START QUOTED PASSAGE

[DAGISel][ARM] Fix vector truncate combine for big-endian #118101

ostannard · 2024-11-29T15:39:09Z

This DAG combine was incorrect for big-endian targets, because it assumes that when a bitcast changes the lane width, the least-significant bits of the wider lanes are in the lower-numbered lanes of the smaller type, which is only true for little-endian.

llvmbot · 2024-11-29T15:39:43Z

@llvm/pr-subscribers-backend-arm

Author: Oliver Stannard (ostannard)

END QUOTED PASSAGE
START RECORDS SHOWN

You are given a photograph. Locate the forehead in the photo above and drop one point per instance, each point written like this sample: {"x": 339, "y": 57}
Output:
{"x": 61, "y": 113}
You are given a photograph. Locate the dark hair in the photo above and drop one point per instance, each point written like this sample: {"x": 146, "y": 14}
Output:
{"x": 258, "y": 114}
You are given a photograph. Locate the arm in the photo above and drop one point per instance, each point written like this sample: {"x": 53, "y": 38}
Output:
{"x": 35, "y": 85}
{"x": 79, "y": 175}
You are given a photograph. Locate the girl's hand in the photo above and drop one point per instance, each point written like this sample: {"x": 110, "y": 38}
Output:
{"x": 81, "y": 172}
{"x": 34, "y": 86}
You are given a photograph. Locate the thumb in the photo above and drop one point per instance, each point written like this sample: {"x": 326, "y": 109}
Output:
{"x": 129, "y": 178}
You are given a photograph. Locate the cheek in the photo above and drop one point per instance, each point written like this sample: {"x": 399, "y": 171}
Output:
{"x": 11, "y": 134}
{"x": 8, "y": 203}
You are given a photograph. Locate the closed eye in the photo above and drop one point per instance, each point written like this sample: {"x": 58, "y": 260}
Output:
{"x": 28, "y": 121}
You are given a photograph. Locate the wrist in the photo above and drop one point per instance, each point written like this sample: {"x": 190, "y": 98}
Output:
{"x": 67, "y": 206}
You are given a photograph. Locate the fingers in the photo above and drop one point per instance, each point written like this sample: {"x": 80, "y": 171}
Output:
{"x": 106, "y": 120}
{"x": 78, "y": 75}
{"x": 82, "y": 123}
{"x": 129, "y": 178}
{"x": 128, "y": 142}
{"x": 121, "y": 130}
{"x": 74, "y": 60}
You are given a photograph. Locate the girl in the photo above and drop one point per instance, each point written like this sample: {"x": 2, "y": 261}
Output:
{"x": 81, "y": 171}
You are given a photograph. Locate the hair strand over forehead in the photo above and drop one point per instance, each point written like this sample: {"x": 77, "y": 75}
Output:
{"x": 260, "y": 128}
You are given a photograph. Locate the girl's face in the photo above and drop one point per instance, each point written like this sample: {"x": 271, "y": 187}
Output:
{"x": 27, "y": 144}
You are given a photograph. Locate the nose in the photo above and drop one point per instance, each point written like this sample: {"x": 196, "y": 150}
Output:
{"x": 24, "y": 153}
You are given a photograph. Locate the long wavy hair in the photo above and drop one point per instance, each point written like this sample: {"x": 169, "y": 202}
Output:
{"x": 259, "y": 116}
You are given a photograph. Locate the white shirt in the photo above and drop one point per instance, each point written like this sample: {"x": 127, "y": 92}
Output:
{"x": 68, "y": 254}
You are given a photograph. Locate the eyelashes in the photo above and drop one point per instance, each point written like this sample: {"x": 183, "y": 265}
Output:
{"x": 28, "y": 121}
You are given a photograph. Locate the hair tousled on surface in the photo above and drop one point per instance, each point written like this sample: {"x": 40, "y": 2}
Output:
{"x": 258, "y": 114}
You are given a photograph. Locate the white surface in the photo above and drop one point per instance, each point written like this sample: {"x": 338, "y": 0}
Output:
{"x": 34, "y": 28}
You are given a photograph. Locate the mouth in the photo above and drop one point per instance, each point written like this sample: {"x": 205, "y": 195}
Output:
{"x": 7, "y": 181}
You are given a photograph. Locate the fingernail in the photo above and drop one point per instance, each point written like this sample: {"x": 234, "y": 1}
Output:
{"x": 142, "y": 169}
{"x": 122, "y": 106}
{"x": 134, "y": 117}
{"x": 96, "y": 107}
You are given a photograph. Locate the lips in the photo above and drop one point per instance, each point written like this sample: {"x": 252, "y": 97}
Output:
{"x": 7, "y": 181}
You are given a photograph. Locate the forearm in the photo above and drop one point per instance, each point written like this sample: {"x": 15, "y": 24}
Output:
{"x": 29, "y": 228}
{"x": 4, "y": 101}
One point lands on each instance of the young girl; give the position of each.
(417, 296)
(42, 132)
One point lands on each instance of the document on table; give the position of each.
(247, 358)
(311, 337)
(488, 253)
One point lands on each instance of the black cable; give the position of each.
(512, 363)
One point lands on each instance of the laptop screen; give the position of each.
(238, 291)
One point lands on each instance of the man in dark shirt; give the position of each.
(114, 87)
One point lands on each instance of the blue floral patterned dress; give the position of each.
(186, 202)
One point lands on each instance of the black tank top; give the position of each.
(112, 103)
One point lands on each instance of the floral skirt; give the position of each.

END RECORDS SHOWN

● **YOUR TASK**:
Continue the thread about fixing the ARM vector truncate combine for big-endian targets, picking up right after its last line.

● **RESPONSE TO THE EXERCISE**:
Changes

This DAG combine was incorrect for big-endian targets, because it assumes that when a bitcast changes the lane width, the least-significant bits of the wider lanes are in the lower-numbered lanes of the smaller type, which is only true for little-endian.

Full diff: https://github.com/llvm/llvm-project/pull/118101.diff

2 Files Affected:

(modified) llvm/lib/CodeGen/SelectionDAG/DAGCombiner.cpp (+4-1)
(added) llvm/test/CodeGen/ARM/big-endian-vector-trunc.ll (+31)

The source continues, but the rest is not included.